# start of EXTRACTED INFORMATION

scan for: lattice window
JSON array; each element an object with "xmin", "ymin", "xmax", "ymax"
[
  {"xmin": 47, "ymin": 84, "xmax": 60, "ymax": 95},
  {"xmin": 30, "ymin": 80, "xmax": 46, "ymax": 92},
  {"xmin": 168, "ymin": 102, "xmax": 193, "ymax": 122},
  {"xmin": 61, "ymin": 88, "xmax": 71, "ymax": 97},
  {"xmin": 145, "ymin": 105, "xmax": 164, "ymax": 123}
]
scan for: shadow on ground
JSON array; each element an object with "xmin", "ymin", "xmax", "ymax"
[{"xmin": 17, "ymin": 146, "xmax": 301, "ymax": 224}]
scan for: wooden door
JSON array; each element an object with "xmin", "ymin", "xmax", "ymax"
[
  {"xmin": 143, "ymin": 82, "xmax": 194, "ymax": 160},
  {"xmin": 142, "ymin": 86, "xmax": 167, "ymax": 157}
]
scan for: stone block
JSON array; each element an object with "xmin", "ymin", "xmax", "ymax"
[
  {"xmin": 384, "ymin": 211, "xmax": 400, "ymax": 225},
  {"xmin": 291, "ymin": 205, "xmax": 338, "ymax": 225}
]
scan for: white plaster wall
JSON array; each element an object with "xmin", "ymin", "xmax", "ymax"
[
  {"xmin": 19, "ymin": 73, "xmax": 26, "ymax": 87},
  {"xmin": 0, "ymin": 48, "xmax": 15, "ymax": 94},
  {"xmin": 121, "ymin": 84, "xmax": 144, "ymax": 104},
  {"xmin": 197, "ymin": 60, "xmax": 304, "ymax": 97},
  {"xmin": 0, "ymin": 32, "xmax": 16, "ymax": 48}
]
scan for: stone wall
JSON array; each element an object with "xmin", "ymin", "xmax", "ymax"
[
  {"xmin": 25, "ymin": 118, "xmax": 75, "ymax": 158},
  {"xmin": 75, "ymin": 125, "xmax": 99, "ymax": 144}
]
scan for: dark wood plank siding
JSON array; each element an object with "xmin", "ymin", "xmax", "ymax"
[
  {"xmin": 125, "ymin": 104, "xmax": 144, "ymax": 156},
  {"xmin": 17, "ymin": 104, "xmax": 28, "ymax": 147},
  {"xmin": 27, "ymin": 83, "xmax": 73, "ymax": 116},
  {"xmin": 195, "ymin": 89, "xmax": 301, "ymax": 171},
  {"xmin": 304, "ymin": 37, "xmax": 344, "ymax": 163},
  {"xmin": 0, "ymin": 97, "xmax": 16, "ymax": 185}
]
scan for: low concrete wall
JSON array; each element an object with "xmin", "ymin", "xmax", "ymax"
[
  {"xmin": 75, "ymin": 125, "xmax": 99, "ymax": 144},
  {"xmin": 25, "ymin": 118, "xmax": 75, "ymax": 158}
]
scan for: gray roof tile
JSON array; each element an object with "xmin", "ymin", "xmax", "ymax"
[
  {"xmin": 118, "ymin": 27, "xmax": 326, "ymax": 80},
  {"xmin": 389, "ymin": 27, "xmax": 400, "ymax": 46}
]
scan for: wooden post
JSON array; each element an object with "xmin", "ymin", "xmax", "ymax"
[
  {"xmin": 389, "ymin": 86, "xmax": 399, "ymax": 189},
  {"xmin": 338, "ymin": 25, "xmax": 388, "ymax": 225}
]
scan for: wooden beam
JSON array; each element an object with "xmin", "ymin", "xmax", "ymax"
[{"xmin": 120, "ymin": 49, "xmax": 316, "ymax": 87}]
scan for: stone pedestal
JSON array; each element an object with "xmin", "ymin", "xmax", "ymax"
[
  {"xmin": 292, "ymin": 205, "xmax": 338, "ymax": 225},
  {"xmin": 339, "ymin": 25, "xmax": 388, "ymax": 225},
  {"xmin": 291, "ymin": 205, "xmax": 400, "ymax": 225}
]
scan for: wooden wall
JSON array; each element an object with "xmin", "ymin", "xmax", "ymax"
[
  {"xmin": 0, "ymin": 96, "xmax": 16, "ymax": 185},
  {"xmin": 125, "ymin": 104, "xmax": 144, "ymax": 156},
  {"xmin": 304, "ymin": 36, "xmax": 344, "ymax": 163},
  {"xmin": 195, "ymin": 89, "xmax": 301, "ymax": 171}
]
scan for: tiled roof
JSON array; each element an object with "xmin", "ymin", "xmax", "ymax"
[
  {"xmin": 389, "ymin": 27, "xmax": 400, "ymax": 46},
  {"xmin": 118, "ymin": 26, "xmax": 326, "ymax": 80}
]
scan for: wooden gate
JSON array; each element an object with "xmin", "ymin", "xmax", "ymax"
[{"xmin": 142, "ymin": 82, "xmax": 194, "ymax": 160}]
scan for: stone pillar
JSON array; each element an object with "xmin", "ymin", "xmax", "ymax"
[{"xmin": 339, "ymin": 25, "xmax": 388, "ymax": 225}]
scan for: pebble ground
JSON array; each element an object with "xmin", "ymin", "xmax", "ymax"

# end of EXTRACTED INFORMATION

Please rewrite all the entries above with "scan for" replaced by "look for", keeping everything else the same.

EXERCISE OUTPUT:
look for: lattice window
JSON array; each element an object with "xmin", "ymin", "xmax", "ymax"
[
  {"xmin": 47, "ymin": 84, "xmax": 60, "ymax": 95},
  {"xmin": 30, "ymin": 80, "xmax": 46, "ymax": 92},
  {"xmin": 168, "ymin": 102, "xmax": 193, "ymax": 122},
  {"xmin": 61, "ymin": 88, "xmax": 71, "ymax": 97},
  {"xmin": 145, "ymin": 105, "xmax": 164, "ymax": 123}
]
look for: shadow on ground
JSON array; each element an object with "xmin", "ymin", "xmax", "ymax"
[{"xmin": 17, "ymin": 146, "xmax": 301, "ymax": 224}]
look for: wooden door
JSON array; each element an object with "xmin", "ymin", "xmax", "ymax"
[
  {"xmin": 143, "ymin": 82, "xmax": 194, "ymax": 160},
  {"xmin": 142, "ymin": 86, "xmax": 167, "ymax": 157}
]
look for: stone block
JSON array; each element an object with "xmin", "ymin", "xmax", "ymax"
[
  {"xmin": 384, "ymin": 211, "xmax": 400, "ymax": 225},
  {"xmin": 291, "ymin": 205, "xmax": 338, "ymax": 225}
]
look for: white plaster wall
JSON array; each element an object with "xmin", "ymin", "xmax", "ymax"
[
  {"xmin": 19, "ymin": 73, "xmax": 26, "ymax": 87},
  {"xmin": 0, "ymin": 48, "xmax": 15, "ymax": 94},
  {"xmin": 121, "ymin": 84, "xmax": 144, "ymax": 104},
  {"xmin": 197, "ymin": 60, "xmax": 304, "ymax": 97},
  {"xmin": 0, "ymin": 32, "xmax": 16, "ymax": 48}
]
look for: stone wall
JSON array; each element an object with "xmin", "ymin", "xmax", "ymax"
[
  {"xmin": 25, "ymin": 118, "xmax": 75, "ymax": 158},
  {"xmin": 75, "ymin": 125, "xmax": 99, "ymax": 144}
]
look for: dark wood plank siding
JSON array; each element an object with "xmin", "ymin", "xmax", "ymax"
[
  {"xmin": 125, "ymin": 104, "xmax": 144, "ymax": 156},
  {"xmin": 17, "ymin": 104, "xmax": 28, "ymax": 147},
  {"xmin": 27, "ymin": 83, "xmax": 73, "ymax": 116},
  {"xmin": 195, "ymin": 89, "xmax": 301, "ymax": 171},
  {"xmin": 304, "ymin": 37, "xmax": 344, "ymax": 163},
  {"xmin": 0, "ymin": 97, "xmax": 16, "ymax": 185}
]
look for: low concrete wall
JSON array; each element an object with "xmin", "ymin", "xmax", "ymax"
[
  {"xmin": 75, "ymin": 125, "xmax": 99, "ymax": 144},
  {"xmin": 25, "ymin": 118, "xmax": 75, "ymax": 158}
]
look for: gray roof tile
JSON array; each element an object with "xmin", "ymin", "xmax", "ymax"
[
  {"xmin": 118, "ymin": 27, "xmax": 326, "ymax": 80},
  {"xmin": 389, "ymin": 27, "xmax": 400, "ymax": 46}
]
look for: wooden post
JSON array; each element an object with "xmin", "ymin", "xmax", "ymax"
[
  {"xmin": 389, "ymin": 86, "xmax": 399, "ymax": 189},
  {"xmin": 338, "ymin": 25, "xmax": 388, "ymax": 225}
]
look for: wooden beam
JSON array; each element an object with "xmin", "ymin", "xmax", "ymax"
[{"xmin": 120, "ymin": 49, "xmax": 316, "ymax": 87}]
look for: stone pedestal
JSON array; each element an object with "xmin", "ymin", "xmax", "ymax"
[
  {"xmin": 292, "ymin": 205, "xmax": 338, "ymax": 225},
  {"xmin": 339, "ymin": 25, "xmax": 388, "ymax": 225},
  {"xmin": 291, "ymin": 205, "xmax": 400, "ymax": 225}
]
look for: wooden wall
JSON array; each element an object with "xmin", "ymin", "xmax", "ymax"
[
  {"xmin": 0, "ymin": 96, "xmax": 16, "ymax": 185},
  {"xmin": 125, "ymin": 104, "xmax": 144, "ymax": 156},
  {"xmin": 304, "ymin": 36, "xmax": 344, "ymax": 163},
  {"xmin": 195, "ymin": 89, "xmax": 301, "ymax": 171}
]
look for: tiled roof
JSON array; each element an object with "xmin", "ymin", "xmax", "ymax"
[
  {"xmin": 389, "ymin": 27, "xmax": 400, "ymax": 46},
  {"xmin": 118, "ymin": 26, "xmax": 326, "ymax": 80}
]
look for: wooden gate
JSON array; each element an object with "xmin", "ymin", "xmax", "ymax"
[{"xmin": 142, "ymin": 82, "xmax": 194, "ymax": 160}]
look for: stone pillar
JSON array; each element an object with "xmin", "ymin", "xmax", "ymax"
[{"xmin": 339, "ymin": 25, "xmax": 388, "ymax": 225}]
look for: pebble ground
JSON array; each element an object with "xmin", "ymin", "xmax", "ymax"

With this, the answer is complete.